### Available data
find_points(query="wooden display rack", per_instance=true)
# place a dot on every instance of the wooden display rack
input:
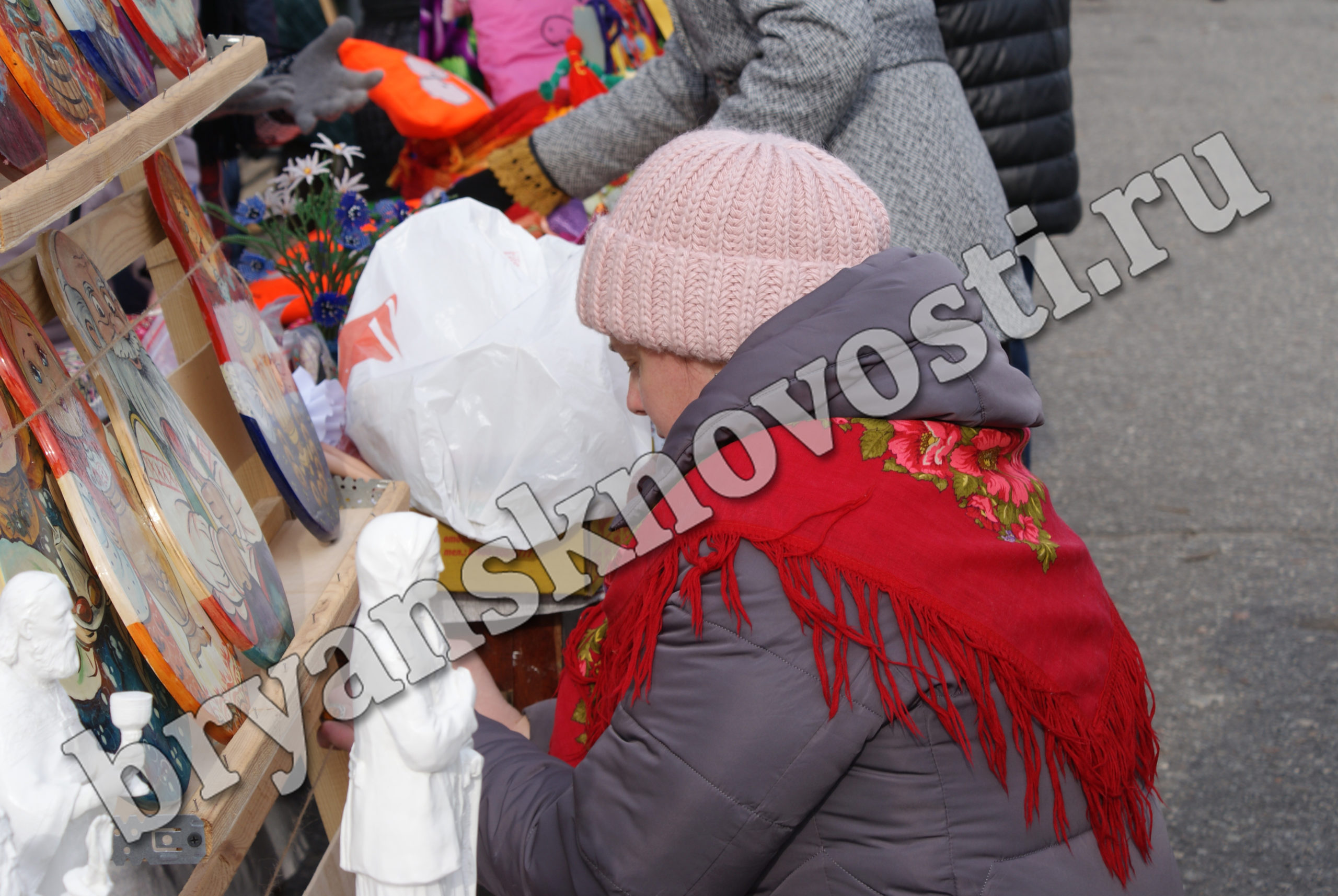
(320, 579)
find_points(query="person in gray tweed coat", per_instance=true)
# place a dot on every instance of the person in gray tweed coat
(868, 81)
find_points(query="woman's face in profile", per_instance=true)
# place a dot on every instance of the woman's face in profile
(661, 386)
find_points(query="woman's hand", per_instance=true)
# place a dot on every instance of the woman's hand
(489, 703)
(335, 736)
(489, 700)
(344, 464)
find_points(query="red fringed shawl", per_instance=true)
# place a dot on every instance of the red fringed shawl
(987, 582)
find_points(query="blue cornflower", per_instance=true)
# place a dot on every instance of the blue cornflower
(351, 212)
(352, 238)
(251, 210)
(255, 267)
(330, 309)
(393, 210)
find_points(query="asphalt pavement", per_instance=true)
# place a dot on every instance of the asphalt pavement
(1193, 422)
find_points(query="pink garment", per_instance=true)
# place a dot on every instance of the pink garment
(716, 233)
(520, 42)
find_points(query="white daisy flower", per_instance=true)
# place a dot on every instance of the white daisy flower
(344, 150)
(307, 168)
(350, 182)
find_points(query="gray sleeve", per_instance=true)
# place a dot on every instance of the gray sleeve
(815, 55)
(609, 135)
(694, 789)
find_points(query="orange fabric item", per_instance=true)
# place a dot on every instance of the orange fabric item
(271, 289)
(439, 164)
(422, 99)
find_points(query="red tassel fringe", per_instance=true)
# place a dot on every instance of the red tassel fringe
(1114, 756)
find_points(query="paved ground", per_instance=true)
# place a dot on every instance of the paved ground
(1193, 422)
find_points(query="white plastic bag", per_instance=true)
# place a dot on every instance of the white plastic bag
(469, 374)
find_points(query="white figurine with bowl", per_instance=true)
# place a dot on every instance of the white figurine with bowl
(411, 819)
(51, 820)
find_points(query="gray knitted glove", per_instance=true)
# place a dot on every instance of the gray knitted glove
(323, 89)
(266, 94)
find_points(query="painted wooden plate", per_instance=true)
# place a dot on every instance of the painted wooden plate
(50, 70)
(196, 506)
(170, 30)
(109, 50)
(37, 534)
(175, 636)
(23, 140)
(255, 367)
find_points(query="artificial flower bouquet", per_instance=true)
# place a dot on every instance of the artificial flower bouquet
(312, 226)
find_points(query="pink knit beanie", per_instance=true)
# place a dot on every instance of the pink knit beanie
(716, 233)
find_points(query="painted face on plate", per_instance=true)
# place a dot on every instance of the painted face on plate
(37, 361)
(63, 82)
(89, 295)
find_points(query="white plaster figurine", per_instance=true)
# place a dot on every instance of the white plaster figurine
(50, 813)
(411, 819)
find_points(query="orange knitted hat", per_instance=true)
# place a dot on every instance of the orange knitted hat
(716, 233)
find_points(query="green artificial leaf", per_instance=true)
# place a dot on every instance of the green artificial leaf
(965, 485)
(873, 442)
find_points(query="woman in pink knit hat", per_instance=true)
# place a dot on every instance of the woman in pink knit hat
(857, 650)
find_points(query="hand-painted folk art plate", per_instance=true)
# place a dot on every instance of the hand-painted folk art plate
(255, 367)
(175, 636)
(23, 140)
(194, 503)
(110, 51)
(50, 70)
(37, 534)
(170, 30)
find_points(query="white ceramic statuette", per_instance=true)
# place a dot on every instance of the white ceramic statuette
(50, 815)
(411, 819)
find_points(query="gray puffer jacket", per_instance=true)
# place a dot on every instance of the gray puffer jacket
(868, 81)
(731, 776)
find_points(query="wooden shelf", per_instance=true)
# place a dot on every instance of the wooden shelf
(233, 819)
(320, 579)
(39, 198)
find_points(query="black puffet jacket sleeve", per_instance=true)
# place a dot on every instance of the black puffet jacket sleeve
(1013, 59)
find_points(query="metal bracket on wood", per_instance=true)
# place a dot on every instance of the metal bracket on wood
(181, 842)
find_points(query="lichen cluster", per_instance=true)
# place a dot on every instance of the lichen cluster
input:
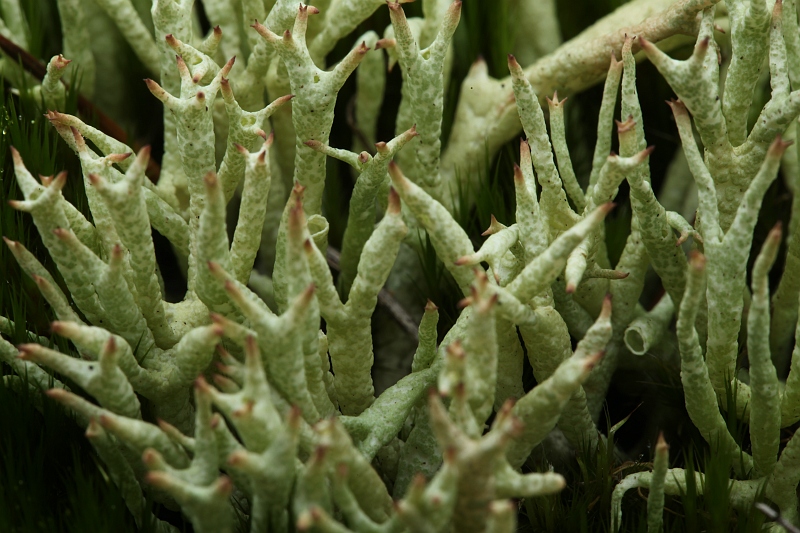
(256, 391)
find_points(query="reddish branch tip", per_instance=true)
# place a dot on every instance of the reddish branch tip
(394, 202)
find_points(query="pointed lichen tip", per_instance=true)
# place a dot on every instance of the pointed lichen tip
(697, 260)
(118, 158)
(518, 177)
(455, 350)
(226, 69)
(298, 190)
(626, 125)
(385, 43)
(661, 443)
(201, 384)
(514, 67)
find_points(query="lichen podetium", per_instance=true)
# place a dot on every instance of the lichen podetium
(256, 392)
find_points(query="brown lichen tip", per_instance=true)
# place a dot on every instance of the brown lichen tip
(226, 68)
(385, 43)
(605, 311)
(118, 158)
(61, 62)
(27, 352)
(555, 102)
(697, 261)
(777, 10)
(494, 225)
(661, 443)
(455, 351)
(519, 179)
(95, 180)
(394, 202)
(592, 360)
(297, 191)
(625, 126)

### Written exercise
Set down every record once more, word for word, without pictures.

### Expected output
find_points(query="wooden display rack", per_instance=true)
# place a dot on every instance of the wooden display rack
input:
(320, 579)
find_points(query="person in gray tweed coat", per_instance=true)
# place a dot on every instance of the person in gray tweed coat
(868, 81)
find_points(query="woman's face in profile", per_instance=true)
# place a dot on every instance of the woman's face in profile
(661, 386)
find_points(query="woman's hand", per_instance=true)
# place a dot on every instance of the woman's hand
(489, 703)
(335, 736)
(489, 700)
(344, 464)
find_points(query="red fringed shawl", per_instance=true)
# place a dot on every instance of the red fringed shawl
(987, 582)
find_points(query="blue cornflower", per_instance=true)
# place a dot on every instance of the blue cornflower
(351, 212)
(352, 238)
(251, 210)
(255, 267)
(330, 309)
(393, 210)
find_points(query="asphalt pavement", per_instance=true)
# place a dot on every instance of the asphalt pavement
(1193, 422)
find_points(query="pink garment", per_instance=true)
# place a dot on every instance of the pink garment
(716, 233)
(520, 42)
find_points(query="white daisy flower", per_instance=true)
# place a dot on every instance of the white daisy flower
(344, 150)
(307, 168)
(350, 182)
find_points(query="gray sleeve", per_instance=true)
# place a dot on every instance of the gray sleeve
(815, 55)
(609, 135)
(694, 789)
find_points(query="orange fabric item", per_instance=true)
# place a dot on every instance of the orange fabric item
(271, 289)
(439, 164)
(422, 99)
find_points(query="red tassel fringe", per_instance=true)
# place a dot on every instance of the red tassel fringe
(1114, 756)
find_points(query="paved ground", per_instance=true)
# place a dot on every instance of the paved ground
(1193, 422)
find_points(query="white plastic bag", per_instance=true)
# place a dot on every instance of the white plastic bag
(469, 374)
find_points(query="white figurine with bowl", per_instance=true)
# place a dot on every instance of the white figurine with bowl
(411, 819)
(51, 820)
find_points(query="gray knitted glove", per_instance=true)
# place a dot on every instance of the gray knitted glove
(323, 89)
(266, 94)
find_points(query="painted wooden plate", per_instance=true)
# place a dot on every instance of the painted wooden plate
(50, 70)
(196, 506)
(170, 30)
(109, 50)
(37, 534)
(175, 636)
(23, 140)
(255, 367)
find_points(query="artificial flower bouquet", per_instance=true)
# place a dot on every instance of the artificial flower bouquet
(312, 226)
find_points(query="pink knit beanie", per_instance=true)
# place a dot on every instance of the pink knit beanie
(716, 233)
find_points(query="painted face on plate", per_instance=true)
# place a dot on every instance of the painted face on plate
(37, 361)
(63, 82)
(89, 295)
find_points(query="white plaster figurine", per_instance=true)
# place a dot on every instance of the white plaster figurine
(50, 813)
(411, 819)
find_points(query="orange knitted hat", per_instance=true)
# place a dot on every instance of the orange knitted hat
(716, 233)
find_points(query="green artificial leaf", per_instance=true)
# place a dot on every instance of the green artificial leaf
(965, 485)
(873, 442)
find_points(query="woman in pink knit hat", per_instance=true)
# place a dot on every instance of the woman in pink knit hat
(857, 650)
find_points(query="hand-painted folk art plate", per_instance=true)
# place a dot on every instance of the hand-painted folk art plate
(255, 367)
(175, 636)
(23, 140)
(194, 503)
(110, 51)
(50, 70)
(37, 534)
(170, 30)
find_points(query="white ceramic statuette", per_instance=true)
# place a dot on every instance of the white ceramic statuette
(50, 815)
(411, 819)
find_points(query="gray puffer jacket", per_instance=true)
# place a dot on every instance of the gray puffer jacket
(868, 81)
(731, 776)
find_points(query="wooden shelf", per_instance=true)
# place a dot on every instance of the wooden shelf
(233, 819)
(320, 579)
(39, 198)
find_points(query="black puffet jacket sleeve", per_instance=true)
# place a dot on every instance of the black puffet jacket sleeve
(1013, 59)
find_points(query="metal bracket on wood", per_instance=true)
# place a dot on every instance of the metal bracket on wood
(181, 842)
find_points(query="lichen cluster", per_instance=true)
# place a dot on every instance of the lichen cluster
input:
(256, 391)
find_points(query="reddish branch tip", per_instance=true)
# place a dot on every instance of the reddish branch tip
(394, 202)
find_points(query="pointed lichen tip", per_instance=true)
# place a dot on every instance of the pointed lichen tip
(697, 260)
(118, 158)
(518, 177)
(455, 350)
(226, 69)
(298, 190)
(626, 125)
(385, 43)
(661, 443)
(201, 384)
(514, 67)
find_points(query="lichen podetium", per_instance=true)
# place a dot on every instance of the lichen podetium
(256, 392)
find_points(query="brown lichen tip", per_instance=true)
# place a dot on every instance of the brown lichen tip
(226, 68)
(385, 43)
(605, 311)
(118, 158)
(61, 62)
(27, 352)
(555, 102)
(697, 261)
(777, 10)
(494, 225)
(661, 443)
(455, 351)
(519, 179)
(95, 180)
(394, 202)
(592, 360)
(297, 191)
(625, 126)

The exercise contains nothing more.